RECORDED INFORMATION.
* * * * * * * * *

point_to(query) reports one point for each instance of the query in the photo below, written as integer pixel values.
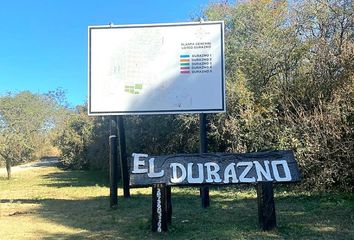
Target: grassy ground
(49, 203)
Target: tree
(25, 122)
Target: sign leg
(123, 157)
(266, 206)
(169, 204)
(203, 148)
(113, 163)
(159, 208)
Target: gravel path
(44, 162)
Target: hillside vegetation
(289, 79)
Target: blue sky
(43, 43)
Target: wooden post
(113, 163)
(203, 148)
(159, 208)
(266, 206)
(123, 157)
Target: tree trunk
(8, 168)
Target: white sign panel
(156, 69)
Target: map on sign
(154, 69)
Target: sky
(43, 43)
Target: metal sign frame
(221, 103)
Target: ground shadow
(77, 178)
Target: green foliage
(26, 122)
(290, 84)
(74, 138)
(290, 81)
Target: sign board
(213, 168)
(156, 69)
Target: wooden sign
(213, 168)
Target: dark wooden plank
(266, 206)
(159, 208)
(214, 168)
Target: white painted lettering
(152, 172)
(138, 163)
(190, 177)
(212, 174)
(230, 172)
(277, 177)
(175, 178)
(261, 171)
(243, 177)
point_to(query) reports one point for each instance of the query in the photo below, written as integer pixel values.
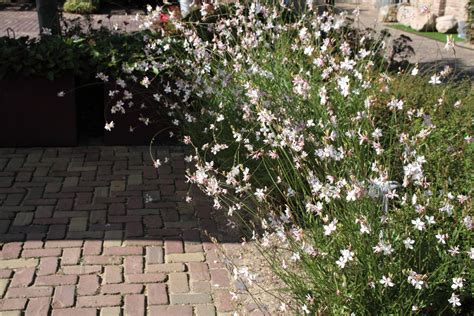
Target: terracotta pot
(32, 114)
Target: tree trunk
(48, 16)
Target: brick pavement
(99, 231)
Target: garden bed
(32, 114)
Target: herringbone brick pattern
(100, 231)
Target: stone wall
(457, 8)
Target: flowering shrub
(355, 182)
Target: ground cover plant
(354, 180)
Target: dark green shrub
(81, 6)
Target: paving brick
(38, 306)
(18, 263)
(154, 255)
(143, 242)
(37, 253)
(171, 310)
(98, 217)
(12, 304)
(56, 280)
(117, 185)
(23, 277)
(200, 286)
(145, 278)
(11, 313)
(166, 267)
(65, 205)
(123, 251)
(71, 256)
(48, 265)
(220, 278)
(33, 244)
(29, 292)
(92, 247)
(116, 209)
(110, 311)
(75, 312)
(178, 282)
(63, 244)
(133, 265)
(157, 294)
(185, 257)
(190, 298)
(11, 251)
(133, 229)
(5, 273)
(99, 300)
(223, 301)
(82, 269)
(113, 274)
(102, 260)
(173, 246)
(88, 285)
(64, 296)
(121, 288)
(205, 310)
(134, 305)
(78, 224)
(199, 271)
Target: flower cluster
(341, 173)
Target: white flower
(419, 224)
(441, 238)
(449, 43)
(416, 280)
(457, 283)
(386, 281)
(305, 309)
(46, 31)
(429, 220)
(454, 300)
(260, 194)
(454, 251)
(434, 80)
(109, 126)
(330, 228)
(470, 253)
(157, 163)
(346, 256)
(343, 84)
(295, 257)
(408, 243)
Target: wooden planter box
(142, 134)
(32, 114)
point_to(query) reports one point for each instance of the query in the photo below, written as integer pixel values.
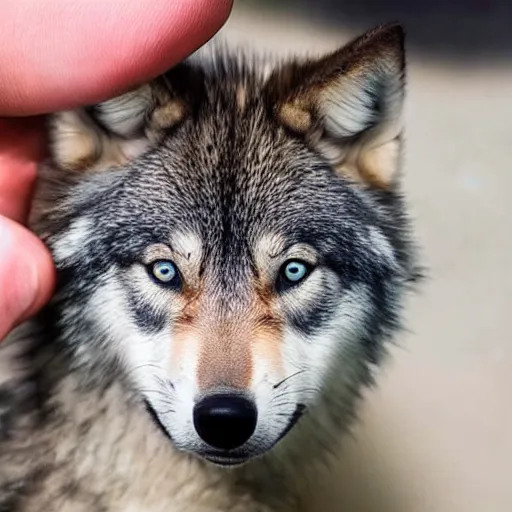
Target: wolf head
(231, 237)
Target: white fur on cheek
(315, 355)
(146, 357)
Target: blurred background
(436, 436)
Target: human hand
(60, 54)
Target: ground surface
(437, 435)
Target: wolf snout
(225, 421)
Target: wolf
(233, 257)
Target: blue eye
(164, 271)
(295, 271)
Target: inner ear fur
(349, 105)
(115, 131)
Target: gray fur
(74, 432)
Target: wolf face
(230, 240)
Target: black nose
(225, 421)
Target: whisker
(275, 386)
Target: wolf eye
(292, 273)
(164, 272)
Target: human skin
(59, 54)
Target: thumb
(26, 275)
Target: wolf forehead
(231, 147)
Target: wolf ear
(349, 105)
(118, 130)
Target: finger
(61, 53)
(21, 147)
(26, 275)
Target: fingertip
(94, 50)
(27, 275)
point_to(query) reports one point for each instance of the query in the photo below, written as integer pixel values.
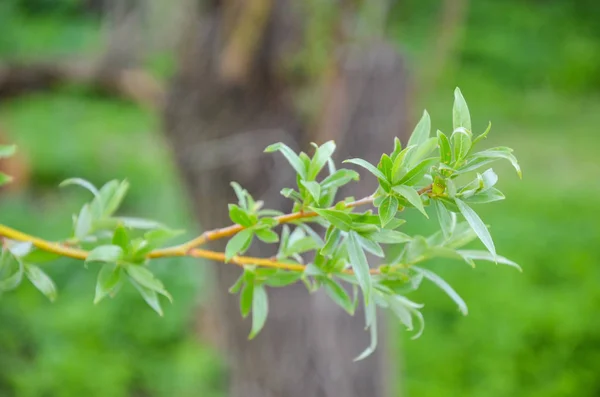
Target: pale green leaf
(412, 196)
(477, 225)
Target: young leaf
(146, 278)
(477, 225)
(105, 253)
(388, 210)
(7, 151)
(359, 263)
(421, 131)
(484, 135)
(486, 256)
(368, 166)
(238, 243)
(246, 298)
(460, 112)
(260, 310)
(385, 236)
(112, 195)
(240, 216)
(413, 176)
(83, 226)
(444, 145)
(283, 278)
(83, 183)
(149, 296)
(109, 278)
(421, 151)
(41, 281)
(314, 189)
(121, 238)
(371, 317)
(338, 294)
(338, 219)
(461, 142)
(412, 196)
(240, 194)
(291, 157)
(444, 286)
(339, 178)
(447, 222)
(487, 196)
(322, 155)
(267, 235)
(399, 167)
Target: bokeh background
(531, 67)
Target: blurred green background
(531, 67)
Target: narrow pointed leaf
(477, 225)
(412, 196)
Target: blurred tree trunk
(232, 97)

* * * * * * * * *

WRITTEN PROBLEM. Repeat the listing in full and exactly. Do not include any images.

SOLUTION.
point_to(query) reports one point for each instance of the query in the photo below, written as integer pixel values.
Target: grassy ground
(49, 203)
Target: tree
(25, 122)
Target: sign leg
(123, 157)
(266, 206)
(169, 204)
(203, 148)
(113, 163)
(159, 208)
Target: gravel path
(44, 162)
Target: hillside vegetation
(289, 79)
Target: blue sky
(43, 43)
Target: wooden post
(113, 163)
(203, 148)
(159, 208)
(266, 206)
(123, 157)
Target: tree trunk
(8, 168)
Target: white sign panel
(156, 69)
Target: map on sign
(154, 69)
Target: sky
(43, 43)
Target: metal sign frame
(221, 103)
Target: ground shadow
(77, 178)
Target: green foliage
(26, 122)
(290, 84)
(74, 138)
(290, 81)
Target: sign board
(213, 168)
(156, 69)
Target: wooden sign
(213, 168)
Target: dark wooden plank
(266, 206)
(159, 208)
(214, 168)
Target: white painted lettering
(152, 172)
(138, 163)
(190, 177)
(212, 174)
(230, 172)
(277, 177)
(175, 178)
(261, 171)
(243, 177)
point_to(query) reports one point for each instance of the query in the photo below, written as integer pixel values.
Target: terracotta pot
(32, 114)
Target: tree trunk
(48, 16)
Target: brick pavement
(99, 231)
Target: garden bed
(32, 114)
Target: herringbone brick pattern
(100, 231)
Target: stone wall
(457, 8)
Target: flowering shrub
(355, 182)
Target: ground cover plant
(354, 180)
Target: dark green shrub
(81, 6)
Target: paving brick
(38, 306)
(18, 263)
(154, 255)
(143, 242)
(37, 253)
(171, 310)
(98, 217)
(12, 304)
(56, 280)
(117, 185)
(23, 277)
(200, 286)
(145, 278)
(11, 313)
(166, 267)
(65, 205)
(123, 251)
(71, 256)
(48, 265)
(220, 278)
(33, 244)
(29, 292)
(92, 247)
(116, 209)
(110, 311)
(75, 312)
(178, 282)
(63, 244)
(133, 265)
(157, 294)
(185, 257)
(190, 298)
(11, 251)
(133, 229)
(5, 273)
(99, 300)
(223, 301)
(82, 269)
(113, 274)
(102, 260)
(173, 246)
(88, 285)
(64, 296)
(121, 288)
(205, 310)
(134, 305)
(78, 224)
(199, 271)
Target: flower cluster
(341, 173)
Target: white flower
(419, 224)
(441, 238)
(449, 43)
(416, 280)
(457, 283)
(386, 281)
(305, 309)
(46, 31)
(429, 220)
(454, 300)
(260, 194)
(454, 251)
(434, 80)
(109, 126)
(330, 228)
(470, 253)
(157, 163)
(346, 256)
(343, 84)
(295, 257)
(408, 243)
Target: wooden planter box
(142, 134)
(32, 114)
point_to(query) reports one point for each instance of the query in the photo below, written as integer pixel values.
Target: wolf head
(231, 237)
Target: white fur on cheek
(315, 355)
(146, 357)
Target: blurred background
(436, 436)
Target: human hand
(60, 54)
Target: ground surface
(437, 435)
Target: wolf snout
(225, 421)
Target: wolf
(233, 257)
Target: blue eye
(164, 271)
(295, 271)
Target: inner ear fur
(349, 105)
(115, 131)
Target: gray fur
(74, 432)
Target: wolf face
(230, 240)
Target: black nose
(225, 421)
Target: whisker
(275, 386)
Target: wolf eye
(292, 273)
(164, 272)
Target: human skin
(59, 54)
Target: thumb
(26, 275)
Target: wolf forehead
(231, 147)
Target: wolf ear
(349, 105)
(118, 130)
Target: finger
(61, 53)
(21, 147)
(26, 275)
Target: fingertip
(94, 50)
(27, 275)
point_to(query) reports one point for each instance of the query in the photo below, written as integer pixel values.
Target: pale green leaf
(412, 196)
(477, 225)
Target: young leaf
(146, 278)
(477, 225)
(105, 253)
(388, 210)
(7, 151)
(359, 263)
(421, 131)
(484, 135)
(486, 256)
(368, 166)
(238, 243)
(246, 298)
(460, 112)
(260, 310)
(385, 236)
(112, 195)
(240, 216)
(413, 176)
(83, 226)
(444, 145)
(283, 278)
(83, 183)
(149, 296)
(109, 278)
(421, 151)
(41, 281)
(314, 189)
(121, 238)
(371, 317)
(338, 294)
(338, 219)
(461, 142)
(412, 196)
(240, 194)
(291, 157)
(444, 286)
(339, 178)
(447, 222)
(487, 196)
(322, 155)
(267, 235)
(399, 167)
Target: bokeh background
(531, 67)
Target: blurred green background
(531, 67)
Target: narrow pointed leaf
(477, 225)
(412, 196)
Target: blurred tree trunk
(232, 97)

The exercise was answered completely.